## YOUR GOAL
From the market commentary below, list every factor it names as having dragged global equities last year.

━━━━━ PAGE EXTRACT

FUNDSUPERMART RESEARCH / Pic By BLOOMBERG
Are Asian and China equity markets a good buy despite the recent rally?
Looking at the earnings growth estimates for Asia ex-Japan to 2020, and recent developments in the trade talks between the US and China, there is too much pessimism over how Asia ex-Japan will perform.
Last year, the main factors that dragged global equities, especially Asian and China equities, was the strengthening of US dollar, a hawkish US Federal Reserve (Fed) and the unsettling US-China trade disputes.
However, moving into 2019, most of the market headwinds have started to turn into tailwinds.
At this juncture, we believe the Fed tightening cycle is almost approaching the end, given chairman Jerome Powell has again reiterated that the central bank is now more flexible and patient, and would change the policy stance on a dime if the economic outlook worsens.
US economic growth is expected to moderate as the tax cut effect would fade this year. Hence, the likelihood of a slower economic growth in the US would warrant a pause from the Fed in tightening the monetary policy.
Hence, the probabilities of interest-rate hike in 2019 has dropped significantly over the past few months, while the probability of no hikes has surged together with the probability of interest-rate cut since the end of 2018.
The dovish US Fed coupled with the moderating economic growth is expected to translate into a weakening US dollar which would ease the pressure on Asian currencies.
This provides breathing space for Asian central banks, especially those who have aggressively increased interest rates last year to adopt a supportive monetary policy and lead to a rebound in Asian equities and fixed income markets.

━━━━━━━━━━
━━━━━ THE DATA

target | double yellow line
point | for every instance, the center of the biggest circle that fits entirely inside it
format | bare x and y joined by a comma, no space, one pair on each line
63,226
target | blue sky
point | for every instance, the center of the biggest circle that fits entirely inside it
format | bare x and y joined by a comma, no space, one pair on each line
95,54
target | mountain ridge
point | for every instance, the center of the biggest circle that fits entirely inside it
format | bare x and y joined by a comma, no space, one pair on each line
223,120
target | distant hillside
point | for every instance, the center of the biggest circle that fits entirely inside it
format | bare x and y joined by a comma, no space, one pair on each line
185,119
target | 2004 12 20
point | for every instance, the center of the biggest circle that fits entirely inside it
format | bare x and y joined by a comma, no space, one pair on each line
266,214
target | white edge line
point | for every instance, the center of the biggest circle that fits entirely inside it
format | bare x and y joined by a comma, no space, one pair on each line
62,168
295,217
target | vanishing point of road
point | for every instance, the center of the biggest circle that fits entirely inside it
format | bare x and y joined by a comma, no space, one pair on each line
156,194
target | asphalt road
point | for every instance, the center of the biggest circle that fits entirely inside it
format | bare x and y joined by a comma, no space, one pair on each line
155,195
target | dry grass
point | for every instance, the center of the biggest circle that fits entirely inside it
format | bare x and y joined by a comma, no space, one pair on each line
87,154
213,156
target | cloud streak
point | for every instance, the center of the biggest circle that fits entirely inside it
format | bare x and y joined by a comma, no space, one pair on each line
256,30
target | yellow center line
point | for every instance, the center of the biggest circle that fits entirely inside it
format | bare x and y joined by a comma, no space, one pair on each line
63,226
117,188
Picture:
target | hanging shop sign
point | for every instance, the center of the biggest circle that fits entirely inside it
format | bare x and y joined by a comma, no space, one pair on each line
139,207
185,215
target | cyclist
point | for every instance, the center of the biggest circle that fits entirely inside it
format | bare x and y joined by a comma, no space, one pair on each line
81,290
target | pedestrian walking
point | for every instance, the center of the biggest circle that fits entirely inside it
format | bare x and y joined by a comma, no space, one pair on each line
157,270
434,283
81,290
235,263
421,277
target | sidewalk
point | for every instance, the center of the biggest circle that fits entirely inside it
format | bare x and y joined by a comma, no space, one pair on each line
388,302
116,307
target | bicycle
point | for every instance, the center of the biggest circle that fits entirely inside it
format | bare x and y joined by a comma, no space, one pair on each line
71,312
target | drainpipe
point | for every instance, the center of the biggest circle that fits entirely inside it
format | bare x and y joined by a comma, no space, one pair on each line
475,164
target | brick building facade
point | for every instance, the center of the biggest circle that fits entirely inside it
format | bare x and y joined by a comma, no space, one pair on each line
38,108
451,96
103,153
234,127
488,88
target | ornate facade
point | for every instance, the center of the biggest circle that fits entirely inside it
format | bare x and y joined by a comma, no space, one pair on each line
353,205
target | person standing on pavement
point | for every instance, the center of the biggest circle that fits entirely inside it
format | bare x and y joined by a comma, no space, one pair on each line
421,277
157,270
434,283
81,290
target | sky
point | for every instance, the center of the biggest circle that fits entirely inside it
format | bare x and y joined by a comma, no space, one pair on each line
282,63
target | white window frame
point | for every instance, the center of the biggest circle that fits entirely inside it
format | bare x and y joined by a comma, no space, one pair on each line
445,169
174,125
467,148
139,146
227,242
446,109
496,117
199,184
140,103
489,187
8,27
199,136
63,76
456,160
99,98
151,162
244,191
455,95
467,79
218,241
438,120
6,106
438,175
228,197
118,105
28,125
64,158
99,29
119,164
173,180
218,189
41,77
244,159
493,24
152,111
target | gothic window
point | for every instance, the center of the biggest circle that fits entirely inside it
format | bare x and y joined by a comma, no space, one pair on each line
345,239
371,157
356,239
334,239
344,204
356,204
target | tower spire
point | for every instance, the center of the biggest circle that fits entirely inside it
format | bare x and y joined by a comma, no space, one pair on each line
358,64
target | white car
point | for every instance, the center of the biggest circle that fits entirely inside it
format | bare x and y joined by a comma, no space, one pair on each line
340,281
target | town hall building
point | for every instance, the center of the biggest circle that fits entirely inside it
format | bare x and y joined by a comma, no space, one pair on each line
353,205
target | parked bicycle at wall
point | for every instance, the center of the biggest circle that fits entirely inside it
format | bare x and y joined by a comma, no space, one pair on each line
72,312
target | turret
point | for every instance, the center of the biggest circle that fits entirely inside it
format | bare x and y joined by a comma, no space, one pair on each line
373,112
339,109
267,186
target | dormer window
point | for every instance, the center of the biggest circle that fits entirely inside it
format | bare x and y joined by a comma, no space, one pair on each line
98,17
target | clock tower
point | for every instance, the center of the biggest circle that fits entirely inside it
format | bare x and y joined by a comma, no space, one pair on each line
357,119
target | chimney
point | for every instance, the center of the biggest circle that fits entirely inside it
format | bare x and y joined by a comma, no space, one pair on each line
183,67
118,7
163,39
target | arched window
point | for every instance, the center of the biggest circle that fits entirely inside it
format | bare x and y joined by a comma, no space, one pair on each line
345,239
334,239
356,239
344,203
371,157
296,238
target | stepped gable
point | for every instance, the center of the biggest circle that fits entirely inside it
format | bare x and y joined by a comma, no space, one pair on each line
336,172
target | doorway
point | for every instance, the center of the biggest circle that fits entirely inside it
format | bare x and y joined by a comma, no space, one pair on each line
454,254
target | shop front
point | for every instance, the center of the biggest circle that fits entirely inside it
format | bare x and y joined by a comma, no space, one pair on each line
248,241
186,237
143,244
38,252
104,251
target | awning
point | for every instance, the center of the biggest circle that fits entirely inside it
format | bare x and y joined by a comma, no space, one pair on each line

━━━━━━━━━━

## OUTPUT
- The strengthening of the US dollar
- A hawkish US Federal Reserve (Fed)
- The unsettling US-China trade disputes